Hayatın Bütün Muhtevâsında; İslâm’ı Yaşamak

Hazret-i Mevlânâ’nın Gönül Deryâsında Sır ve Hikmet İncileri

Yüzakı Dergisi, Yıl: 2019 Ay: Haziran, Sayı: 172

SEN KİMİNLESİN?

Bir vâiz, kürsüde âhiret ahvâlini anlatmaktaydı. Cemaatin arasında Şeyh Şiblî Hazretleri de vardı. Vâiz efendi, Cenâb-ı Hakk’ın âhirette soracağı suallerden bahsederek;

“–İlmini nerede kullandın, sorulacak! Malını-mülkünü nereden kazanıp nereye harcadın, sorulacak! Ömrünü nasıl geçirdin, sorulacak! İbâdetlerin ne durumda, sorulacak! Harama-helâle dikkat ettin mi, sorulacak!..”

Bunların ardından; “Şunlar şunlar da sorulacak!..” diye, hepsi de son derece mühim olan pek çok husus saydı. Fakat bu kadar tafsîlâtlı îzâha rağmen, meselenin özüne dikkat çekilmemesi üzerine, Şiblî Hazretleri yumuşak bir üslûpla vâize seslendi:

“–Ey vâiz efendi! Suallerin en mühimlerinden birini unuttun! Allah Teâlâ kısaca şunu soracak:

«Ey kulum! Ben seninleydim, sana şahdamarından daha yakındım; fakat sen kiminleydin?!.»”

◆ **Verilen materyal**

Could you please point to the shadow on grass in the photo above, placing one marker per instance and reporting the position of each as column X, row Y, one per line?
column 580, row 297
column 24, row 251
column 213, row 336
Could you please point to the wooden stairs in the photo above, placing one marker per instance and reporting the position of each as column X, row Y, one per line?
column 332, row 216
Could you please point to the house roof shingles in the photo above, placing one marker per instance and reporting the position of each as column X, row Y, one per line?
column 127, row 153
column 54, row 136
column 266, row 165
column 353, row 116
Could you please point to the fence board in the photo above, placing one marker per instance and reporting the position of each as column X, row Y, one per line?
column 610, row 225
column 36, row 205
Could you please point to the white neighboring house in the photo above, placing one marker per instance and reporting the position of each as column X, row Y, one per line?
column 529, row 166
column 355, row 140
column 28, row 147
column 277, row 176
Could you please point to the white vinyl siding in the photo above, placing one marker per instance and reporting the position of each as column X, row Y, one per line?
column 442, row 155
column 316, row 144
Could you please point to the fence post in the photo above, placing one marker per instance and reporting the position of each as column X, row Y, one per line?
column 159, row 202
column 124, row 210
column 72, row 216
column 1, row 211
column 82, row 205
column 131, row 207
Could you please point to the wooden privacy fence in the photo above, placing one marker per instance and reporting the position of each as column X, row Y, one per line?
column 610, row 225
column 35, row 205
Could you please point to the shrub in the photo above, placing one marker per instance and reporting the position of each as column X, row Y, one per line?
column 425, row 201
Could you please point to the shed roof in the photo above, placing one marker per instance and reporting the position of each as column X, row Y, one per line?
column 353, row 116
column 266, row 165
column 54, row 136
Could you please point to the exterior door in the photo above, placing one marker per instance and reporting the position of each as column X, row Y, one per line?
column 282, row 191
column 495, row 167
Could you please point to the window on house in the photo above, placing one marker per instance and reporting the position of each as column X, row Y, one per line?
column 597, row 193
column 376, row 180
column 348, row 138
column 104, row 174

◆ **İstenen**
Şiblî Hazretleri ile vâizin kıssasını anlatan yukarıdaki metni baştan sona, hiçbir değişiklik yapmadan yeniden yazın.

◆ **Nihai cevap**
Hayatın Bütün Muhtevâsında; İslâm’ı Yaşamak

Hazret-i Mevlânâ’nın Gönül Deryâsında Sır ve Hikmet İncileri

Yüzakı Dergisi, Yıl: 2019 Ay: Haziran, Sayı: 172

SEN KİMİNLESİN?

Bir vâiz, kürsüde âhiret ahvâlini anlatmaktaydı. Cemaatin arasında Şeyh Şiblî Hazretleri de vardı. Vâiz efendi, Cenâb-ı Hakk’ın âhirette soracağı suallerden bahsederek;

“–İlmini nerede kullandın, sorulacak! Malını-mülkünü nereden kazanıp nereye harcadın, sorulacak! Ömrünü nasıl geçirdin, sorulacak! İbâdetlerin ne durumda, sorulacak! Harama-helâle dikkat ettin mi, sorulacak!..”

Bunların ardından; “Şunlar şunlar da sorulacak!..” diye, hepsi de son derece mühim olan pek çok husus saydı. Fakat bu kadar tafsîlâtlı îzâha rağmen, meselenin özüne dikkat çekilmemesi üzerine, Şiblî Hazretleri yumuşak bir üslûpla vâize seslendi:

“–Ey vâiz efendi! Suallerin en mühimlerinden birini unuttun! Allah Teâlâ kısaca şunu soracak:

«Ey kulum! Ben seninleydim, sana şahdamarından daha yakındım; fakat sen kiminleydin?!.»”